For some unknown reason Mr. Malouf’s evidence received no such easy deference and acceptance.

In analysing his “balance of convenience” evidence, where he was essentially saying under oath that he would be far more inconvenienced and harmed by the issuance of the injunction than Ginoogaming would be inconvenienced and harmed if it wasn’t issued –(nothing would change for them but he would be almost put out of business)- she criticized him for not “updating the status” (presumably to the date of the motion hearing), regarding a potential purchaser of his claims about whom he referred to in his affidavit sworn months before the day the motion was argued. (How could he possibly “update the status” here? The Rules of Civil Procedure don’t permit the filing of “last minute” affidavits.)

She criticized him for not tendering “evidence of other potential purchasers or major investors who have been discouraged due to these ongoing proceedings.”

She in effect questioned the veracity of his sworn evidence to the effect that his related company, Hardrock, had invested approximately $7.3 million dollars in the Ferau project lands, saying that “Mr. Malouf offers no evidence of this other than his own bald statement and a document prepared for the purposes of this litigation.”

She in effect questioned the veracity of his sworn evidence to the effect that Quaternary is in significant debt to members of his family. She said: “However, again, aside from his bald statement in his affidavit, there is no evidence of the financial status of Quaternary, or whether this company will go bankrupt if the interlocutory injunction is granted.”

> ENTRIES SUPPLIED

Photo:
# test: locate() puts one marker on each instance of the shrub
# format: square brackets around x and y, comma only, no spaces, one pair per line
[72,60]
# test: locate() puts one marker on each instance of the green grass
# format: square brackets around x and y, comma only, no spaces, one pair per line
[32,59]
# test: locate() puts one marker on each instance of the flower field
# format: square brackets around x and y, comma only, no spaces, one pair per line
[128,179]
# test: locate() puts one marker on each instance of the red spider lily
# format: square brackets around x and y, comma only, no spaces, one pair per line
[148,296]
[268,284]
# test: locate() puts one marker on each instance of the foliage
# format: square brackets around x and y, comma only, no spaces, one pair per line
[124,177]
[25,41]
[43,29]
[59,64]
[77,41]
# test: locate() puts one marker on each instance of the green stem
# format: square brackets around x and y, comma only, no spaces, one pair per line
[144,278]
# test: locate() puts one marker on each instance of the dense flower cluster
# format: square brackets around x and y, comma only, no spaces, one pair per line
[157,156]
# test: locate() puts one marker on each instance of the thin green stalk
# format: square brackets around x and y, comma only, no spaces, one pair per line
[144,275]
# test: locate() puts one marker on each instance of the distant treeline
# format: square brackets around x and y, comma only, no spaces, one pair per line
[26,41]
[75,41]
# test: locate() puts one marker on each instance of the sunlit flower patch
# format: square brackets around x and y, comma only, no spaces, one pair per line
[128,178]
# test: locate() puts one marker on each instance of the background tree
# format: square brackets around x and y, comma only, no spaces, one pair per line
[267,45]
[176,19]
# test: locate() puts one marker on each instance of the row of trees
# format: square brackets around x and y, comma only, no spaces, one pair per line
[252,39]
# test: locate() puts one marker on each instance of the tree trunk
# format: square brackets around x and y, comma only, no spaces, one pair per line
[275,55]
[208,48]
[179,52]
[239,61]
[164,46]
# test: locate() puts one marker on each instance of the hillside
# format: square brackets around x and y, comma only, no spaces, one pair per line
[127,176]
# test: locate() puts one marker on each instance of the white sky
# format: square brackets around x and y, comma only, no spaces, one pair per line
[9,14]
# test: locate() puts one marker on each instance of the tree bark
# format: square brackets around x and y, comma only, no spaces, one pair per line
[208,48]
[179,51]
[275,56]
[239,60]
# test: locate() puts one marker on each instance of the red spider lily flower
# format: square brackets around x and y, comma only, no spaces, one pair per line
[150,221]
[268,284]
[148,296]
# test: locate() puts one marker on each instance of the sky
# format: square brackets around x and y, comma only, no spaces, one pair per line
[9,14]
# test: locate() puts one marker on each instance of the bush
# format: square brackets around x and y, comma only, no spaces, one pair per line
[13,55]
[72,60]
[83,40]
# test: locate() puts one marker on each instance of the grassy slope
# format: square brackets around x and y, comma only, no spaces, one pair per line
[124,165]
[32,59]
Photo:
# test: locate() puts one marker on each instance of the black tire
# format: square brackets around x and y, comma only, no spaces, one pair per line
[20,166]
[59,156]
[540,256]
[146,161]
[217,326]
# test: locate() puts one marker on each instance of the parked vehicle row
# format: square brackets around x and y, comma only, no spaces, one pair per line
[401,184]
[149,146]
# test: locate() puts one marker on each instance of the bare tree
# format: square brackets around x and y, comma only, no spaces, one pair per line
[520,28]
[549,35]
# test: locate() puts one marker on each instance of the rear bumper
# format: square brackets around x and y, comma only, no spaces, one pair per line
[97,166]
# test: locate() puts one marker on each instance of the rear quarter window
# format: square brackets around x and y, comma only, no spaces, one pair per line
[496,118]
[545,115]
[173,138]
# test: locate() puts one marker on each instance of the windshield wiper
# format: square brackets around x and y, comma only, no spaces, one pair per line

> TASK OBJECTIVE
Go on with the commentary on Mr. Malouf's evidence in the injunction motion, starting after its last sentence.

> REPLY
She in effect questioned his business judgment in relation to business decisions he made and did not make and business actions he took and did not take in relation to the permitting and exploration of his all of his claims, including claims that are not part of the Ferau project lands, thereby in effect purporting to substitute and prefer her own business judgment (such as it might be) in these complicated business (not legal) matters to Mr. Malouf’s. This is something that Judge’s caution themselves against and rarely do.

She criticized him for not explaining why, even though his latter exploration permit was issued in 2019, he didn’t explain why Quaternary’s “plans changed” in that he indicated an intention to commence actual exploration activities only in 2020, instead of 2019. (Why would this be at all relevant to anything?) Again, the Judge is second-guessing a perfectly normal business decision.

She ominously noted, as if it were relevant to the issues of irreparable harm and balance of convenience, and as if there wasn’t an obvious explanation: “As well, no authorized early exploratory work has taken place to the date of this hearing.” Of course, that’s because of the lawsuit started by Ginoogaming and Mr. Malouf’s voluntary undertaking to “standstill” his activities, which the Judge well knew of, thus making this statement puzzling and unsettling.

She in effect criticized Mr. Malouf because he provided her with “no evidence from the Prospecting Companies as to what, if any work has been done by Quaternary in relation to the remaining tracts of the Hardrock Property which are the subject of approved early exploration permits also issued in 2019.” There was no indication from the Judge as to how this evidence might be relevant to Mr. Malouf’s frustrated attempts to explore the Ferau project lands and the harm he might suffer if he was enjoined from exploring those claims, which are the only claims that are the subject of the Ginoogaming Court action. Why should Mr. Malouf be expected to provide information about claims that are not the subject of the lawsuit?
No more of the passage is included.